### THE PROBLEM
State how many lines of the listing contain the word "apartment", giving only the number and counting case as significant.

----

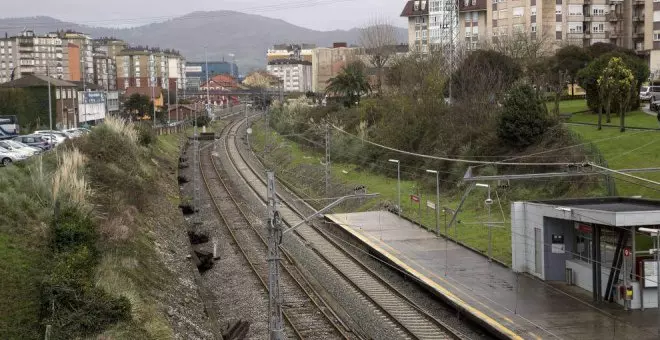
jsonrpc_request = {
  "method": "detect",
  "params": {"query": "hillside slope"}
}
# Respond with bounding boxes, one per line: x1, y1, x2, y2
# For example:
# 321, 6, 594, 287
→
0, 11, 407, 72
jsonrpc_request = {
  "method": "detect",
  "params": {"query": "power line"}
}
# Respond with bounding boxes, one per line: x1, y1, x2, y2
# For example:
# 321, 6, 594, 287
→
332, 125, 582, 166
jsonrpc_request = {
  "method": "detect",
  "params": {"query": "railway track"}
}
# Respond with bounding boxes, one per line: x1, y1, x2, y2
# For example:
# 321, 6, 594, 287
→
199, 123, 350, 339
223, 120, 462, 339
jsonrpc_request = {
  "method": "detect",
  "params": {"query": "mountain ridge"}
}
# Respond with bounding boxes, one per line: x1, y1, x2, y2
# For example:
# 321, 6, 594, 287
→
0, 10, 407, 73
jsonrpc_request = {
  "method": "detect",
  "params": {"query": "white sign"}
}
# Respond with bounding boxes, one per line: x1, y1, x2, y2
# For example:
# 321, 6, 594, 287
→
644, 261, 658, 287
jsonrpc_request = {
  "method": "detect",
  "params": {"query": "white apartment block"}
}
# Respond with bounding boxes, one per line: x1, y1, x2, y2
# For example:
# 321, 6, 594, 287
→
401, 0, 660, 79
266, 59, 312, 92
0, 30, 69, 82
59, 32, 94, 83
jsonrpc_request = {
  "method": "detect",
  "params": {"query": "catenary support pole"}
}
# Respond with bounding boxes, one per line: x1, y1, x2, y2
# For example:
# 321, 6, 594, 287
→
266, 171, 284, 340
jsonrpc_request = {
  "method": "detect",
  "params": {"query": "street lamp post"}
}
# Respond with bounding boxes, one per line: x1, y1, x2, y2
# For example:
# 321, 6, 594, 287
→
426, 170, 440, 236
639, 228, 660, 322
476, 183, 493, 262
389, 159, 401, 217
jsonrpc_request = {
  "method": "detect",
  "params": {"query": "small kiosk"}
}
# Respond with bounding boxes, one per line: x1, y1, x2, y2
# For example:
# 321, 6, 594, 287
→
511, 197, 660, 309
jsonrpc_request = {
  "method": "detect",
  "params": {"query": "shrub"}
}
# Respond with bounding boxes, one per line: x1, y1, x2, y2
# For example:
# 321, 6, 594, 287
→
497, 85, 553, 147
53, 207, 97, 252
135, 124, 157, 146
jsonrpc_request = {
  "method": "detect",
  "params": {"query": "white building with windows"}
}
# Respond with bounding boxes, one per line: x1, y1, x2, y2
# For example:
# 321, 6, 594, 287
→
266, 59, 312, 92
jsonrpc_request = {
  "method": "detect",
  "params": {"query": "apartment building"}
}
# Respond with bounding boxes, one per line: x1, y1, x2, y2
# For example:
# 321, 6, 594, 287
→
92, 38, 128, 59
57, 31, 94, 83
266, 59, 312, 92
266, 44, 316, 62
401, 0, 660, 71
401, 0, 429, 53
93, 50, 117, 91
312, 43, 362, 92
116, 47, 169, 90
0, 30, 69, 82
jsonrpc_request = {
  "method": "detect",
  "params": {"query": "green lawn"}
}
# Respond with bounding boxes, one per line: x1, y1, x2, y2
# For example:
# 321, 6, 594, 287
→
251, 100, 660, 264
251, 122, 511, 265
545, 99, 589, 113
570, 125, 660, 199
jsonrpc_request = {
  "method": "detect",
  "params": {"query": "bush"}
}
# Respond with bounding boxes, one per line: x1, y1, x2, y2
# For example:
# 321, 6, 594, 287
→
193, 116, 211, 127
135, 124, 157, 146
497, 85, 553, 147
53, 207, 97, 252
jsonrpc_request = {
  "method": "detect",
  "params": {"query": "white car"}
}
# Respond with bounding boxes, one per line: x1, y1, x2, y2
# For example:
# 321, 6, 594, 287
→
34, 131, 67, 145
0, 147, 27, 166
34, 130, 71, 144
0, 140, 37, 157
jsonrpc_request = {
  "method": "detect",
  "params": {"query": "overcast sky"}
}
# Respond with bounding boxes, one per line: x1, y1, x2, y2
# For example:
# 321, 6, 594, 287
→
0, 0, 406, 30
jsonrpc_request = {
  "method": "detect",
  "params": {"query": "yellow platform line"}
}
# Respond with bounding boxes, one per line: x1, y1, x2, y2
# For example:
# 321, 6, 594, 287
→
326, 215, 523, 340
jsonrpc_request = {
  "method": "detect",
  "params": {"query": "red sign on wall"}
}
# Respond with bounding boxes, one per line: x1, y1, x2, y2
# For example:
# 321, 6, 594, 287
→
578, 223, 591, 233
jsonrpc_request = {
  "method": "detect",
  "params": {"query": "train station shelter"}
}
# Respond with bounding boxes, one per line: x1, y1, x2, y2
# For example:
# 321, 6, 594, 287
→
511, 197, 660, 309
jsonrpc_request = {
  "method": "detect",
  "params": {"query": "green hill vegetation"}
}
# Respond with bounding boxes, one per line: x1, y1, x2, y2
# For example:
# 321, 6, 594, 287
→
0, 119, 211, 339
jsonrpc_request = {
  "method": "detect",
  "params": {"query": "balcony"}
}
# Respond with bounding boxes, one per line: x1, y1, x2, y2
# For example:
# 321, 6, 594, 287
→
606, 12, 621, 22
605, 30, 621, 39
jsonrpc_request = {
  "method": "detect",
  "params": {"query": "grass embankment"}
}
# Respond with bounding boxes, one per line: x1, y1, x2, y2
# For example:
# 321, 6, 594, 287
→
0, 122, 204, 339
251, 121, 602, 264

----

### EXERCISE SOLUTION
2